**PROBLEM DESCRIPTION**
Copy out, word for word, the lines below from the one containing "Each instance receives one keypoint. Mark the oven" through the last line, inclusive.

**RECORDED INFORMATION**
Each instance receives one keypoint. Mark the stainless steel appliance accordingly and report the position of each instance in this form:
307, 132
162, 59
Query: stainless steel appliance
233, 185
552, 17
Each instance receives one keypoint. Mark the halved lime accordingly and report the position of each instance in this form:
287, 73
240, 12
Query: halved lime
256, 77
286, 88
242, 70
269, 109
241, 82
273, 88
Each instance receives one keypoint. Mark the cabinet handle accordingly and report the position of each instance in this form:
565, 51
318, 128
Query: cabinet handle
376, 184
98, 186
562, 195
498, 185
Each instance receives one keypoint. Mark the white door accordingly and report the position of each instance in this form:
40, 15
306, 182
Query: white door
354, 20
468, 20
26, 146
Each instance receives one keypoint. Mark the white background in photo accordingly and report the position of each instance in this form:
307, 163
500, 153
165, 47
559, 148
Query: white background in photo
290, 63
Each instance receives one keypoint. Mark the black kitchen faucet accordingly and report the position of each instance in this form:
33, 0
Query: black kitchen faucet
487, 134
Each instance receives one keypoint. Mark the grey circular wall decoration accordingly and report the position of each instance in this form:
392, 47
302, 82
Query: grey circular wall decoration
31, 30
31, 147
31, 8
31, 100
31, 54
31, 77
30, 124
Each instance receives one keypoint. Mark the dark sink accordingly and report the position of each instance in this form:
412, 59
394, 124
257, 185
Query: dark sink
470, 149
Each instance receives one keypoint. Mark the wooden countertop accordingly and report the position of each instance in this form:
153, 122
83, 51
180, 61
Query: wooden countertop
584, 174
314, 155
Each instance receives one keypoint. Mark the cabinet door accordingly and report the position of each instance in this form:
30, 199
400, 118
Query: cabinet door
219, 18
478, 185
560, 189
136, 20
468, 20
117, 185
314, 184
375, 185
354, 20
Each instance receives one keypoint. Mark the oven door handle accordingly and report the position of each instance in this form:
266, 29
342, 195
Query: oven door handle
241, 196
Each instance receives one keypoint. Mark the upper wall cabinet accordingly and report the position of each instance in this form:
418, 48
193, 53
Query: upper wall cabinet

**TASK ANSWER**
Each instance receives one keypoint. Mark the oven door handle accordingly and report the position of each instance in this form:
266, 29
342, 195
Query: oven door handle
241, 196
Each instance receives one keypoint. Mark the upper wall cabinet accordingly and report the position of each instance in this form:
418, 48
193, 53
Query: upper wall cabinet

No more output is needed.